*Exercise task*.
Can you output the records below exactly as they are written?

•••••

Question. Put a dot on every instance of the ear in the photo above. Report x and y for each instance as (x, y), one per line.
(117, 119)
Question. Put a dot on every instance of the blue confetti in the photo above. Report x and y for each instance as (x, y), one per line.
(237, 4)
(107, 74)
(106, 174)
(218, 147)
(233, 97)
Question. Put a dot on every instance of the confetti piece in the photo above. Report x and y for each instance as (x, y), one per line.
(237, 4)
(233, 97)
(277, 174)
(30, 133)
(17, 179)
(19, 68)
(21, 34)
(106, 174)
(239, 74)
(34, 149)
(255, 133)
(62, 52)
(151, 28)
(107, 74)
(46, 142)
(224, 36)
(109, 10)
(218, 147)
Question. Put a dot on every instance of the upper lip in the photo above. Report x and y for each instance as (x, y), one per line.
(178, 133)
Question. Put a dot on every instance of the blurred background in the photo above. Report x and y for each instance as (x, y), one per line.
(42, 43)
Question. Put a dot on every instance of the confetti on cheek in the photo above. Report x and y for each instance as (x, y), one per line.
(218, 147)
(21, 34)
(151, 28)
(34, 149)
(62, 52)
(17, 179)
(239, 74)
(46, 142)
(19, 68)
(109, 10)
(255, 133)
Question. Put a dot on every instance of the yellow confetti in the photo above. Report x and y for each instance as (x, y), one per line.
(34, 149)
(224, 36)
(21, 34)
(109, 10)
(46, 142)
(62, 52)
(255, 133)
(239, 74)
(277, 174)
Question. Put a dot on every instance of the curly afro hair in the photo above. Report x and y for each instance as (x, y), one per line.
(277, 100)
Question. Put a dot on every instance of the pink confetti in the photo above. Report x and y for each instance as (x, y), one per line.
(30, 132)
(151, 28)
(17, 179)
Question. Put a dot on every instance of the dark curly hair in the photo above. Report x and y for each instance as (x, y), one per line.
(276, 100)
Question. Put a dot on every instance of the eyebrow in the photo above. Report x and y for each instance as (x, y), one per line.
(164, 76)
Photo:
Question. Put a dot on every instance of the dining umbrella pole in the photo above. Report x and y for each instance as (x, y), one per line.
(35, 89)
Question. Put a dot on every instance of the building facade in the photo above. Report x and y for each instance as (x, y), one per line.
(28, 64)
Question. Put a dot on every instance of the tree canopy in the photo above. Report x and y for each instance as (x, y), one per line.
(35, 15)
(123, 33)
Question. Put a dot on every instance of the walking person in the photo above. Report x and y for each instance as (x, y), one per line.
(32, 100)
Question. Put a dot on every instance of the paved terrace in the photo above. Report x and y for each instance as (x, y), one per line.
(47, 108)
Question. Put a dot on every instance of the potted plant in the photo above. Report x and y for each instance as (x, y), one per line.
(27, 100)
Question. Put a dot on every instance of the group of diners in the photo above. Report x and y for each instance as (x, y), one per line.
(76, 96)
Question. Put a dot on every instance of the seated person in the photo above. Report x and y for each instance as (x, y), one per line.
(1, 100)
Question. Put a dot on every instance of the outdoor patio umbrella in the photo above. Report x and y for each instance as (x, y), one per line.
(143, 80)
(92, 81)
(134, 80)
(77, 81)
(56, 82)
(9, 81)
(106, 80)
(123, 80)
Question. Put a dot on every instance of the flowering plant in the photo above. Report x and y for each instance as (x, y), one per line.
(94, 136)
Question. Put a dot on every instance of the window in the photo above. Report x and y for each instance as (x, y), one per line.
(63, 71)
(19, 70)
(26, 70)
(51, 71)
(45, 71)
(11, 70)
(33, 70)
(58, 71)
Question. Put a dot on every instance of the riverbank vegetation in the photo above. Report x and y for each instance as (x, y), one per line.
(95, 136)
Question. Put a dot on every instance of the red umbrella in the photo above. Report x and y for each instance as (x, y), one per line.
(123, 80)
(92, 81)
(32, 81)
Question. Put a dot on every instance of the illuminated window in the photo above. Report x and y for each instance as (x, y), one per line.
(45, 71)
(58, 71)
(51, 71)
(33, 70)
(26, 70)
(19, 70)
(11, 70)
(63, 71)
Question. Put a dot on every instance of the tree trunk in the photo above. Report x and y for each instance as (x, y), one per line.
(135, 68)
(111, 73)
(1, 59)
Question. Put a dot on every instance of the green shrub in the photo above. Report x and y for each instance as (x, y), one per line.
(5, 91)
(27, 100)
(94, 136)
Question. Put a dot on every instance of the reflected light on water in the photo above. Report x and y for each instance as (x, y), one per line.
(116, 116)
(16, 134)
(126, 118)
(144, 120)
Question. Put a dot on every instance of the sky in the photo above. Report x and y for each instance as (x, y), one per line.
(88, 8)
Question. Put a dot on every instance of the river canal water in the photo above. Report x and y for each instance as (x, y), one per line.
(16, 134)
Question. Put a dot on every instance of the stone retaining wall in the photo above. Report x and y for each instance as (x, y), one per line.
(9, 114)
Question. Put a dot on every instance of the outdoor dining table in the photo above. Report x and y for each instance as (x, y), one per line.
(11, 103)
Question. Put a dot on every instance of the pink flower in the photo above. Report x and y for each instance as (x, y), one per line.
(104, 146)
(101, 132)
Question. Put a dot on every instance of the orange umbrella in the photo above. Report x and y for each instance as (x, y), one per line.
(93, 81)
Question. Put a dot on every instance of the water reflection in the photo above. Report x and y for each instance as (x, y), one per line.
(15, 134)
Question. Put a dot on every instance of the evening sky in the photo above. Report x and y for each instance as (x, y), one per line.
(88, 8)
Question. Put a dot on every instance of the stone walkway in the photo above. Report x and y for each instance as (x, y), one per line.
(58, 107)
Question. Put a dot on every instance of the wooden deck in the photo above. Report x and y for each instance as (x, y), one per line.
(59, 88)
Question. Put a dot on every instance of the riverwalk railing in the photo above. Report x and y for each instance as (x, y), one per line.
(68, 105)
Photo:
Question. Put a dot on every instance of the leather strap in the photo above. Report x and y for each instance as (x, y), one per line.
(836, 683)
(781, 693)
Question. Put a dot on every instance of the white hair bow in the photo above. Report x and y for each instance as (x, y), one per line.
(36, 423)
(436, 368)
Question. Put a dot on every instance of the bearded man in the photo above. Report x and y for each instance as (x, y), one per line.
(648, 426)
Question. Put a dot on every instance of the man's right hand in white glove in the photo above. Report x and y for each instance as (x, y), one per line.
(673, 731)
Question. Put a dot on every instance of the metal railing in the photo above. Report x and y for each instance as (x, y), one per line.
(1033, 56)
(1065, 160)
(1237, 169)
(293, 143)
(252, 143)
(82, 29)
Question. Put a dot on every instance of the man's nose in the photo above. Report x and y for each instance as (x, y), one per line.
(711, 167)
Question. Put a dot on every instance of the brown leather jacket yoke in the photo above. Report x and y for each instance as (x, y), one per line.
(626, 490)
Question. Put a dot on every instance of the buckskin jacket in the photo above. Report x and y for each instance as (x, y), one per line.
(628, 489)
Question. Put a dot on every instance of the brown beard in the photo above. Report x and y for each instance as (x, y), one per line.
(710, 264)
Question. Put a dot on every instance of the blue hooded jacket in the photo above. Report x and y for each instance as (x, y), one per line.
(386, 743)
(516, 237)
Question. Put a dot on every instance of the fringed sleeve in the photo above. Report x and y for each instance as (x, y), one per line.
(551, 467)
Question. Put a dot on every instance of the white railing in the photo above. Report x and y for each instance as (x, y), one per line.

•••••

*Result*.
Question. Put a dot on every instance of the ear in the photo above. Report x and y for each instance as (x, y), one per line.
(117, 119)
Question. Put a dot on every instance of the blue confetti in the photo above. Report x and y for each instance as (x, y), one per line.
(237, 4)
(107, 74)
(106, 174)
(218, 147)
(233, 97)
Question. Put a dot on every instance of the confetti piece in the photo above. Report x and y for each instance as (x, y), one per line.
(237, 4)
(233, 97)
(277, 174)
(30, 133)
(17, 179)
(19, 68)
(21, 34)
(106, 174)
(239, 74)
(34, 149)
(255, 133)
(62, 52)
(151, 28)
(107, 74)
(46, 142)
(224, 36)
(109, 10)
(218, 147)
Question. Put a dot on every instance of the upper lip in the photo above. Report x and y for each instance as (x, y), one per line.
(178, 133)
Question. Put a dot on every instance of the blurred background in the photo above. Report x and y for each instance as (x, y), one per line.
(42, 43)
Question. Put a dot on every instance of the confetti on cheek in the photo above. Report x and y for each instance as (x, y), one per line.
(218, 147)
(21, 34)
(151, 28)
(34, 149)
(62, 52)
(17, 179)
(239, 74)
(46, 142)
(19, 68)
(109, 10)
(255, 133)
Question. Put a dot on every instance of the yellow confetti in the photo above. Report x and y for each instance as (x, y), one per line.
(34, 149)
(224, 36)
(21, 34)
(109, 10)
(46, 142)
(62, 52)
(255, 133)
(239, 74)
(277, 174)
Question. Put a dot on every instance of the curly afro hair in the photo above. Report x and y for each instance as (x, y), one per line.
(277, 100)
Question. Put a dot on every instance of the pink confetti in the photo above. Report x and y for each instance as (x, y), one per line.
(30, 132)
(151, 28)
(17, 179)
Question. Put a dot on every instance of the dark curly hair in the photo above. Report x and y for each instance as (x, y), one per line.
(276, 100)
Question. Put a dot on every instance of the eyebrow in the photo above. Report x and y for each instance as (x, y), one per line.
(164, 76)
Photo:
Question. Put a dot on every instance of the dining umbrella pole in the photo above. Report x and y for each instance as (x, y), one per line.
(35, 89)
Question. Put a dot on every instance of the building facade in the photo above. Report x and y for each instance as (x, y), one per line.
(28, 64)
Question. Put a dot on every instance of the tree canopy in the photo above. Report x and y for each instance as (x, y), one per line.
(35, 15)
(123, 33)
Question. Put a dot on every instance of the walking person in the photo above. Report x and y for each instance as (x, y), one per line.
(32, 100)
Question. Put a dot on every instance of the paved terrace in the photo above. Report x and y for each instance as (x, y), one per line.
(47, 108)
Question. Put a dot on every instance of the potted plant in the photo above. Report x and y for each instance as (x, y), one per line.
(27, 100)
Question. Put a dot on every instance of the group of diners in the photo above. Report x and y for each instance as (x, y), one per line.
(76, 96)
Question. Put a dot on every instance of the seated person in the photo above. Report x and y for each instance as (x, y), one per line.
(1, 100)
Question. Put a dot on every instance of the outdoor patio umbrella in the photo above. Report x and y for each instance as (x, y), one per line.
(143, 80)
(92, 81)
(134, 80)
(77, 81)
(56, 82)
(9, 81)
(106, 80)
(123, 80)
Question. Put a dot on every instance of the flowering plant in the photo above. Report x and y for each instance as (x, y), one per line.
(94, 136)
Question. Put a dot on every instance of the window in the photo above. Report x and y for each instance as (x, y), one per line.
(63, 71)
(19, 70)
(26, 70)
(51, 71)
(45, 71)
(11, 70)
(33, 70)
(58, 71)
Question. Put a dot on every instance of the riverbank vegetation in the photo above. Report x and y for each instance as (x, y), one per line.
(95, 136)
Question. Put a dot on every instance of the red umbrella in the photo above. Report x and y for each instance as (x, y), one per line.
(123, 80)
(92, 81)
(32, 81)
Question. Put a dot on every instance of the illuminated window in the photo above. Report x and y for each instance as (x, y), one per line.
(45, 71)
(58, 71)
(51, 71)
(33, 70)
(26, 70)
(19, 70)
(11, 70)
(63, 71)
Question. Put a dot on every instance of the tree trunk in the photo above. Report x and y for each instance as (x, y), one per line.
(135, 68)
(111, 73)
(1, 59)
Question. Put a dot on every instance of the green shrub in the photo above. Report x and y for each instance as (x, y), one per line.
(5, 91)
(27, 100)
(94, 136)
Question. Put a dot on every instance of the reflected light on water in the photo above. Report x and y for each instance as (x, y), one per line.
(116, 116)
(16, 134)
(126, 118)
(144, 120)
Question. Put a dot on every instance of the sky in the photo above. Report x and y for each instance as (x, y), one per line.
(88, 8)
Question. Put a dot on every instance of the river canal water in the photo above. Report x and y for each instance as (x, y), one per line.
(16, 134)
Question. Put a dot on every instance of the stone retaining wall in the photo above. Report x and y for each instance as (x, y), one per line.
(9, 114)
Question. Put a dot on every instance of the outdoor dining table in the photo above. Report x and y for each instance as (x, y), one per line.
(11, 103)
Question. Put a dot on every instance of the pink flower in the photo above. Report x and y for each instance as (x, y), one per line.
(104, 146)
(101, 132)
Question. Put a dot on every instance of the orange umbrella in the photo above. Report x and y for each instance as (x, y), one per line.
(93, 81)
Question. Put a dot on every instance of the water reflection in the photo above. Report x and y for each instance as (x, y), one per line.
(15, 134)
Question. Put a dot on every instance of the evening sky in the photo above. Report x and y for each instance as (x, y), one per line.
(88, 8)
Question. Put a dot on every instance of the stone walkway in the photo above. Report x and y for each instance as (x, y), one per line.
(58, 107)
Question. Put a dot on every instance of the wooden deck in the photo above. Report x and y for each instance as (x, y), one per line.
(59, 88)
Question. Put a dot on every instance of the riverwalk railing in the photo above. Report x and y for each instance as (x, y), one per line.
(68, 105)
Photo:
Question. Put a dot on every instance of the leather strap in the photo above. Report x and y for each instance as (x, y), one per line.
(836, 683)
(781, 693)
Question. Put a dot on every instance of the white hair bow in the photo above. Report x and y for each instance as (x, y), one per line.
(36, 423)
(436, 368)
Question. Put a dot on every instance of the bearded man in the photo above. Report x and y for each instance as (x, y), one per line.
(648, 426)
Question. Put a dot on every instance of the man's right hand in white glove in the photo above. Report x and y for each instance as (x, y), one per line.
(673, 731)
Question. Put a dot on every instance of the metal railing in the photo above. Report x and y for each instance as (x, y), one per line.
(1033, 56)
(1065, 160)
(1237, 169)
(293, 143)
(252, 143)
(82, 29)
Question. Put a dot on every instance of the man's nose in the photo above. Report x and y for each instance as (x, y), one per line.
(711, 167)
Question. Put a dot on every instance of the brown leather jacket yoke in the photo above. Report x and y for each instance as (x, y), one per line.
(626, 490)
Question. Put a dot on every instance of the buckskin jacket in the photo above. Report x and y for each instance as (x, y), one per line.
(628, 489)
Question. Put a dot on every instance of the brown beard in the photo above. Report x and y for each instance as (x, y), one per line.
(710, 264)
Question. Put a dot on every instance of the blue hooded jacket in the photo above. Report x and y for each instance as (x, y), one per line.
(386, 743)
(516, 237)
Question. Put a dot on every instance of the fringed sleeve in the photo above. Report x and y for each instance as (x, y), one per line.
(551, 467)
Question. Put a dot on every instance of the white railing in the photo above. Report x and y for each instance as (x, y), one per line.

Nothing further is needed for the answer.